_Required work_.
Copy out the records from their start through the line containing "(1100, 343)", changing "gravel riverbed" to "shingle riverbed" and keeping everything else identical.

Excerpts from a point labeling dataset:
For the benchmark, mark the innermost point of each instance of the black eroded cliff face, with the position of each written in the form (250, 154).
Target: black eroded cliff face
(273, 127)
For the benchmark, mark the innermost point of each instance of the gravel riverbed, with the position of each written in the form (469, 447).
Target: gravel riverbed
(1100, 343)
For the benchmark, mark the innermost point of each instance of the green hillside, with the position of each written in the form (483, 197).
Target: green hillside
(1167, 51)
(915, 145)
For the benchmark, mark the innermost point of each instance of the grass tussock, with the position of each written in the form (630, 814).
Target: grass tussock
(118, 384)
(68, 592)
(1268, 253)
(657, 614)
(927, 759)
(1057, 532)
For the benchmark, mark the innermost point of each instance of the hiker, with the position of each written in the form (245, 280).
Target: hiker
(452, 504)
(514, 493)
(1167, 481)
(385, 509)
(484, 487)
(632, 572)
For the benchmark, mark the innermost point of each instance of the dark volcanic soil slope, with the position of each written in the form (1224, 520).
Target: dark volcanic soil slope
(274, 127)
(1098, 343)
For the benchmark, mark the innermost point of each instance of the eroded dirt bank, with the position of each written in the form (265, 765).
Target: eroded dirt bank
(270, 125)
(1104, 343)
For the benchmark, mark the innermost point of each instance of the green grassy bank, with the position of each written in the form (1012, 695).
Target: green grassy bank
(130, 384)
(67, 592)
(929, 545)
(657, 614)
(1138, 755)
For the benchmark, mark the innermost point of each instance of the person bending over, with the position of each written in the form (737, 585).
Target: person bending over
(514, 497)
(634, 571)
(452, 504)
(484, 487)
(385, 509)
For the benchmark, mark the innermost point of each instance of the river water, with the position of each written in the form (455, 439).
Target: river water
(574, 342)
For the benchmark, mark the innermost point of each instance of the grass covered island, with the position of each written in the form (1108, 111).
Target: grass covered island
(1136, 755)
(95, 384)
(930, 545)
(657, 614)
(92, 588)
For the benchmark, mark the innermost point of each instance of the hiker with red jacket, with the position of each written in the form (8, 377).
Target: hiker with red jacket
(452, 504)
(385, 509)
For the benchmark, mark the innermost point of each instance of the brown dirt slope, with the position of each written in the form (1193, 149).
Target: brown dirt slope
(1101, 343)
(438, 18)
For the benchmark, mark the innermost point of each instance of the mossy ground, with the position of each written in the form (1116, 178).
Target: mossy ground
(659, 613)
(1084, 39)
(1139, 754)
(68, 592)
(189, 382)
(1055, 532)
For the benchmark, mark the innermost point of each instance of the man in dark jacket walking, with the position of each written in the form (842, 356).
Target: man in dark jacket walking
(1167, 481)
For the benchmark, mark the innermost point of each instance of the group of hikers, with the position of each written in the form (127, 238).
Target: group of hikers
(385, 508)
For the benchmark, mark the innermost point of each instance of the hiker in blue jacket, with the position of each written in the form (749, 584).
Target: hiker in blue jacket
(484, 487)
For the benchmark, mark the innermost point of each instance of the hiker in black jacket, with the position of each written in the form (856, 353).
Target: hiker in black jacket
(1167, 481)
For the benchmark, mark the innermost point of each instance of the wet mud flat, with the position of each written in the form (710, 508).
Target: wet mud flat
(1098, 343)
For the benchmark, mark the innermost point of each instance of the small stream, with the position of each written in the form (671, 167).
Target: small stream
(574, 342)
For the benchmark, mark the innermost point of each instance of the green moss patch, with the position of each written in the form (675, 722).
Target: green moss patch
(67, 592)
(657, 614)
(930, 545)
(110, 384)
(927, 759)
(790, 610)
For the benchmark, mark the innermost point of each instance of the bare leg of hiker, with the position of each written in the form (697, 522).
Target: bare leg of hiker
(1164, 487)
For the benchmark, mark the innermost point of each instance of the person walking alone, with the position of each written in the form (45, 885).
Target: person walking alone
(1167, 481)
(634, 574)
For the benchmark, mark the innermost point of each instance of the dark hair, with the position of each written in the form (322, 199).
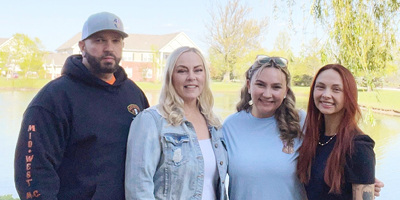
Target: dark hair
(286, 115)
(315, 125)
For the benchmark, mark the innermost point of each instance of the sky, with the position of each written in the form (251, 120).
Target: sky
(55, 22)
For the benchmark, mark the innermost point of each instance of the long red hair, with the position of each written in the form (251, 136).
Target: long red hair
(315, 125)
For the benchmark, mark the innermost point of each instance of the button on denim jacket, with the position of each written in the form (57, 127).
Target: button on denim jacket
(165, 161)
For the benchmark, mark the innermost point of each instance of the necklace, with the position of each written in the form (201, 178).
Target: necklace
(323, 144)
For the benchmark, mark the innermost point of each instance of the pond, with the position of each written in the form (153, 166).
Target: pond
(386, 134)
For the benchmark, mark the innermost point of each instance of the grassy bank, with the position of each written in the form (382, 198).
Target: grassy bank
(385, 99)
(22, 83)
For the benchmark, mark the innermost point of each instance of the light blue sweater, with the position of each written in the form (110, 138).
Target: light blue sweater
(258, 169)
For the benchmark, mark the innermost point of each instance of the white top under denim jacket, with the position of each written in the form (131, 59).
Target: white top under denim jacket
(165, 161)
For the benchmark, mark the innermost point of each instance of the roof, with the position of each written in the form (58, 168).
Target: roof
(147, 42)
(57, 59)
(140, 42)
(71, 42)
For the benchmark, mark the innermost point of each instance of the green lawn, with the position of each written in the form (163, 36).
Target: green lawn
(386, 99)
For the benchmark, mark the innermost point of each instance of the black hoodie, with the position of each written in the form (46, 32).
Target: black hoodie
(72, 143)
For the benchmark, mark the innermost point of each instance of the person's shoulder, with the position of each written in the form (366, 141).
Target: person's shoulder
(53, 89)
(235, 117)
(302, 113)
(302, 117)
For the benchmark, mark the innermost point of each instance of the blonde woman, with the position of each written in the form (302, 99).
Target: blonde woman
(175, 149)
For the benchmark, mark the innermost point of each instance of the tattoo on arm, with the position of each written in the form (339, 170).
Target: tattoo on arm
(363, 191)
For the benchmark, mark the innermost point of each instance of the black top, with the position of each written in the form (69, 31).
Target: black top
(72, 143)
(359, 168)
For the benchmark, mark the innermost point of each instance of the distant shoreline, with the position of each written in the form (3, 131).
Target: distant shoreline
(391, 112)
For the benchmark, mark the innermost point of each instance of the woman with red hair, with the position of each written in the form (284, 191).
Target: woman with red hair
(336, 159)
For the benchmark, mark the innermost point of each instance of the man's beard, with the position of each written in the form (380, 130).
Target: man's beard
(97, 67)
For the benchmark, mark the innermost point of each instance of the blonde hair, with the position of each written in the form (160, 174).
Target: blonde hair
(171, 104)
(286, 115)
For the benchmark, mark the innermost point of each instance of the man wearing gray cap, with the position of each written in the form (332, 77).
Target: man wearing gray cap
(72, 143)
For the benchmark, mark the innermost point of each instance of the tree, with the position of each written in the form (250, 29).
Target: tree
(362, 34)
(23, 52)
(232, 35)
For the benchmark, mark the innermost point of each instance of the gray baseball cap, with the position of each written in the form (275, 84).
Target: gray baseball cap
(101, 22)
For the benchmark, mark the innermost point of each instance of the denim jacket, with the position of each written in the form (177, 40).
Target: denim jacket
(165, 161)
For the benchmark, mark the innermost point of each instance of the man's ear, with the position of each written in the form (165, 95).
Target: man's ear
(82, 47)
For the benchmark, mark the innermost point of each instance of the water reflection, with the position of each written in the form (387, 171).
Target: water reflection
(386, 134)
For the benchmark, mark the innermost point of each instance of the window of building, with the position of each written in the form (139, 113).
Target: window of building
(147, 57)
(127, 56)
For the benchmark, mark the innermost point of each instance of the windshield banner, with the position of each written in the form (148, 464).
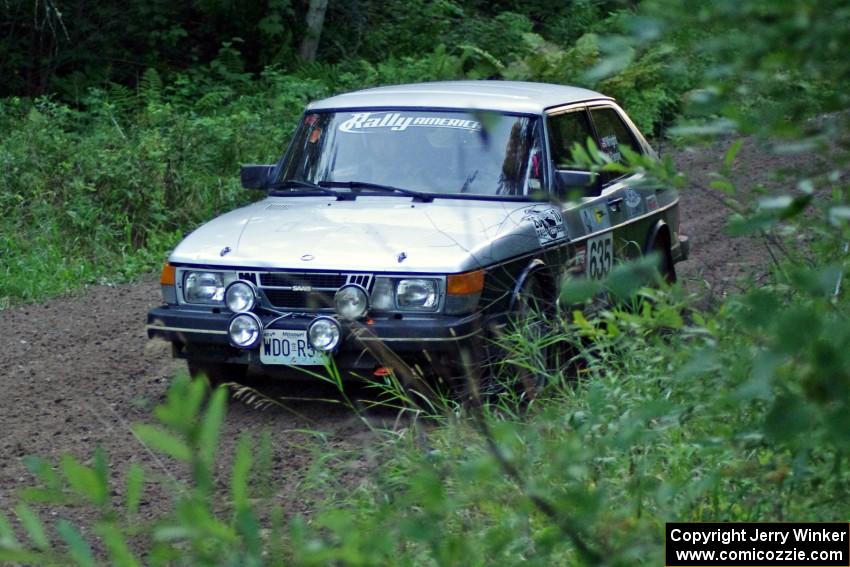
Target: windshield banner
(362, 122)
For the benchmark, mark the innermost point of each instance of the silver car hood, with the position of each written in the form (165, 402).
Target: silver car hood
(371, 233)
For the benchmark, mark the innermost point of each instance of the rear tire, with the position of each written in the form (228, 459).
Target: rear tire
(666, 267)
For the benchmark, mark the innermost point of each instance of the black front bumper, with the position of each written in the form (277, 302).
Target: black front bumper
(201, 334)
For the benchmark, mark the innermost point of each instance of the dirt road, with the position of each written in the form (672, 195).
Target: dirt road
(76, 371)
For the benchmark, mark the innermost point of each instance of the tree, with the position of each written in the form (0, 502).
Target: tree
(315, 21)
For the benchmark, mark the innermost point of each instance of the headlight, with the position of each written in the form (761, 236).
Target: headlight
(245, 330)
(417, 294)
(324, 333)
(351, 302)
(240, 296)
(206, 287)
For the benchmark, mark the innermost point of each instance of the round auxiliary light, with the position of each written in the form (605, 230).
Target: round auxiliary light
(245, 330)
(240, 296)
(324, 333)
(351, 302)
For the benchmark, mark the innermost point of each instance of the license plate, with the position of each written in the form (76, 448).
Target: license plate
(289, 347)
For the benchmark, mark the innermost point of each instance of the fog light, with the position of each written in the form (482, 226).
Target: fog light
(245, 330)
(351, 302)
(324, 333)
(240, 296)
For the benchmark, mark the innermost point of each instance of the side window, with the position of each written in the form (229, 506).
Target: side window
(613, 132)
(564, 131)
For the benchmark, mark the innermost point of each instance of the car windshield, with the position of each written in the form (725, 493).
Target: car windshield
(430, 151)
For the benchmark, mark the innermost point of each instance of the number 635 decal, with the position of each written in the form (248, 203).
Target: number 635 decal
(600, 256)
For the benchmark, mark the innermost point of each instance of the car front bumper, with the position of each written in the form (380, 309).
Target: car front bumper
(201, 334)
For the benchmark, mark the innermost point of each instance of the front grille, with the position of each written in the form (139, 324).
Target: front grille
(283, 279)
(300, 299)
(309, 291)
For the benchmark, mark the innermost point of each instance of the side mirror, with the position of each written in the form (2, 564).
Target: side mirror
(572, 180)
(256, 176)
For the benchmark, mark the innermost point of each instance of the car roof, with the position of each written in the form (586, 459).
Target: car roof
(501, 96)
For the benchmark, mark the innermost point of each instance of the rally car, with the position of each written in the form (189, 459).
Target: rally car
(413, 220)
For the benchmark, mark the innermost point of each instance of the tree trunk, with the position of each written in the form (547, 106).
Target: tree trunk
(315, 21)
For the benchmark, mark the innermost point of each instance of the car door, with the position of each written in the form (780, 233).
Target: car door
(631, 205)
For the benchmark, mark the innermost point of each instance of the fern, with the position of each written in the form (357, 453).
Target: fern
(150, 87)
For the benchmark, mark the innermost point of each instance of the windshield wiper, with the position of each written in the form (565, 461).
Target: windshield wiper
(300, 184)
(423, 197)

_The response_.
For the benchmark, mark the innermost point of each instance of the black eroded cliff face, with the position of each written in the form (250, 154).
Target: black eroded cliff face
(273, 127)
For the benchmark, mark the innermost point of each instance of the shingle riverbed, with the position of each written in the form (469, 447).
Target: shingle riverbed
(1100, 343)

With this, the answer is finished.